- [Prompt] The records below need to be printed in full. Keep each one exact.

▬▬▬▬▬▬

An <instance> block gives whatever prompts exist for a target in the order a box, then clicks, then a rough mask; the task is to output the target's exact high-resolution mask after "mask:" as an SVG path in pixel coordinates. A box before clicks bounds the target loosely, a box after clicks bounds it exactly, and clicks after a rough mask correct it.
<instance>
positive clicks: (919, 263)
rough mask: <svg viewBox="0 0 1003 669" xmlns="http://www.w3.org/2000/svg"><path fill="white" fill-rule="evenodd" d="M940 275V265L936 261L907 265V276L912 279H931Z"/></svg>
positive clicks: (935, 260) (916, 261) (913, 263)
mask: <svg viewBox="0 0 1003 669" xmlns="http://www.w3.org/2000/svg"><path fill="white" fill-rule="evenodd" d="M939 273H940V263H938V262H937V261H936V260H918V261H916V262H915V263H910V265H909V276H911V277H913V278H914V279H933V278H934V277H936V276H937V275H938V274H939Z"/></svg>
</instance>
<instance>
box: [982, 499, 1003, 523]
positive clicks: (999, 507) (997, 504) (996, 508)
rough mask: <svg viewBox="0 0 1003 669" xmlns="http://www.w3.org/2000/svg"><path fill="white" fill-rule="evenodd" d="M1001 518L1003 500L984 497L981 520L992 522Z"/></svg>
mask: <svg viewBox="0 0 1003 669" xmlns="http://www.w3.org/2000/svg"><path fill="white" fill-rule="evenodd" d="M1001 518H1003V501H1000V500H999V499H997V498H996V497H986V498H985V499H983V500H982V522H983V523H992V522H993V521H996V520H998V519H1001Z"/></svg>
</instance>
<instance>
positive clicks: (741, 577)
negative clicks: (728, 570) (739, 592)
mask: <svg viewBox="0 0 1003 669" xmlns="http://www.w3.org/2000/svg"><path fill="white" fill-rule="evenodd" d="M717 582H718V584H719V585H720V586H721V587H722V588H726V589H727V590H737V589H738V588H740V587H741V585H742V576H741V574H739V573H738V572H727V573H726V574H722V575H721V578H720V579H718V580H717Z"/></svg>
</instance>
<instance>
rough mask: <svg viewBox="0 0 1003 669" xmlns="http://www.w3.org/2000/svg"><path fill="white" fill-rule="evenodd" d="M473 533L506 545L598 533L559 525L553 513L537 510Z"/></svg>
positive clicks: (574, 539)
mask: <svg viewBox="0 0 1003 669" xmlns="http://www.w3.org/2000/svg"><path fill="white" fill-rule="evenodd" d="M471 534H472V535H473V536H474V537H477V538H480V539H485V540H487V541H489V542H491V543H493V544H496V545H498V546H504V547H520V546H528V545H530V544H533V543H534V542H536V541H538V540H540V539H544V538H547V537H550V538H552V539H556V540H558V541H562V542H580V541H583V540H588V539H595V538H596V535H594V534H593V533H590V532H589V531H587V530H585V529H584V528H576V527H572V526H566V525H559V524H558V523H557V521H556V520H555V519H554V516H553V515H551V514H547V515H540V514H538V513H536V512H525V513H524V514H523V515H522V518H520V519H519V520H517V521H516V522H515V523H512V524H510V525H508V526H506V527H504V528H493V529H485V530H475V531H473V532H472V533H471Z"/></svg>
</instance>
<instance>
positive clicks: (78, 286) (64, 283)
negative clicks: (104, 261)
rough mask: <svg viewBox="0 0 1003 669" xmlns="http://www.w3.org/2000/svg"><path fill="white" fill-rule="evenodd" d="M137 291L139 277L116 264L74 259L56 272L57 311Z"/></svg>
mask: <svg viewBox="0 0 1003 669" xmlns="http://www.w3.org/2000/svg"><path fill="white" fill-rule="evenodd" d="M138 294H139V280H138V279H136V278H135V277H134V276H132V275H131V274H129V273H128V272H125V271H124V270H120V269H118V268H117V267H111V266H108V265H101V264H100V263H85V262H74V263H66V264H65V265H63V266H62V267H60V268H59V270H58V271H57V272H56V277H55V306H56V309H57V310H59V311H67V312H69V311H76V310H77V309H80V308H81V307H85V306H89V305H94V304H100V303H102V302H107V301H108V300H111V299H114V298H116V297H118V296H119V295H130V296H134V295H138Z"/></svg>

▬▬▬▬▬▬

- [Final answer]
An <instance> block gives whatever prompts exist for a target in the order a box, then clicks, then a rough mask; the task is to output the target's exact high-resolution mask after "mask:" as an SVG path in pixel coordinates. A box before clicks bounds the target loosely, a box after clicks bounds it exactly, and clicks after a rough mask correct it.
<instance>
positive clicks: (919, 263)
rough mask: <svg viewBox="0 0 1003 669" xmlns="http://www.w3.org/2000/svg"><path fill="white" fill-rule="evenodd" d="M940 275V265L936 261L907 265V276L912 279H931Z"/></svg>
positive clicks: (935, 260) (916, 261) (913, 263)
mask: <svg viewBox="0 0 1003 669" xmlns="http://www.w3.org/2000/svg"><path fill="white" fill-rule="evenodd" d="M939 273H940V263H938V262H937V261H936V260H918V261H916V262H915V263H910V265H909V276H911V277H913V278H914V279H933V278H934V277H936V276H937V275H938V274H939Z"/></svg>
</instance>
<instance>
box: [982, 499, 1003, 523]
positive clicks: (999, 507) (997, 504) (996, 508)
rough mask: <svg viewBox="0 0 1003 669" xmlns="http://www.w3.org/2000/svg"><path fill="white" fill-rule="evenodd" d="M1001 518L1003 500L984 497L981 520L992 522Z"/></svg>
mask: <svg viewBox="0 0 1003 669" xmlns="http://www.w3.org/2000/svg"><path fill="white" fill-rule="evenodd" d="M1001 518H1003V501H1000V500H999V499H997V498H996V497H986V498H985V499H983V500H982V522H983V523H992V522H993V521H996V520H998V519H1001Z"/></svg>
</instance>
<instance>
positive clicks: (741, 577)
negative clicks: (728, 570) (739, 592)
mask: <svg viewBox="0 0 1003 669" xmlns="http://www.w3.org/2000/svg"><path fill="white" fill-rule="evenodd" d="M717 582H718V584H719V585H720V586H721V587H722V588H726V589H727V590H737V589H738V588H740V587H741V585H742V576H741V574H739V573H738V572H727V573H726V574H722V575H721V578H720V579H718V580H717Z"/></svg>
</instance>
<instance>
rough mask: <svg viewBox="0 0 1003 669" xmlns="http://www.w3.org/2000/svg"><path fill="white" fill-rule="evenodd" d="M473 533L506 545L598 533L559 525L553 513L537 510Z"/></svg>
positive clicks: (574, 539)
mask: <svg viewBox="0 0 1003 669" xmlns="http://www.w3.org/2000/svg"><path fill="white" fill-rule="evenodd" d="M471 534H472V535H473V536H474V537H477V538H480V539H485V540H487V541H489V542H491V543H493V544H496V545H498V546H504V547H520V546H528V545H530V544H533V543H534V542H536V541H538V540H540V539H544V538H547V537H550V538H552V539H556V540H558V541H562V542H580V541H583V540H588V539H595V538H596V535H594V534H593V533H590V532H589V531H587V530H585V529H584V528H576V527H572V526H566V525H559V524H558V523H557V521H556V520H555V519H554V516H553V515H551V514H547V515H540V514H538V513H536V512H525V513H524V514H523V515H522V518H520V519H519V520H517V521H516V522H515V523H512V524H510V525H508V526H506V527H504V528H493V529H485V530H475V531H473V532H472V533H471Z"/></svg>
</instance>
<instance>
positive clicks: (78, 286) (64, 283)
negative clicks: (104, 261)
rough mask: <svg viewBox="0 0 1003 669" xmlns="http://www.w3.org/2000/svg"><path fill="white" fill-rule="evenodd" d="M137 291L139 277L116 264L74 259L56 272L57 311Z"/></svg>
mask: <svg viewBox="0 0 1003 669" xmlns="http://www.w3.org/2000/svg"><path fill="white" fill-rule="evenodd" d="M138 294H139V280H138V279H136V278H135V277H134V276H132V275H131V274H129V273H128V272H125V271H124V270H120V269H118V268H117V267H111V266H108V265H101V264H100V263H85V262H74V263H66V264H65V265H63V266H62V267H60V268H59V270H58V271H57V272H56V277H55V306H56V309H57V310H59V311H67V312H69V311H76V310H77V309H80V308H81V307H85V306H89V305H94V304H100V303H102V302H107V301H108V300H111V299H114V298H116V297H118V296H119V295H130V296H134V295H138Z"/></svg>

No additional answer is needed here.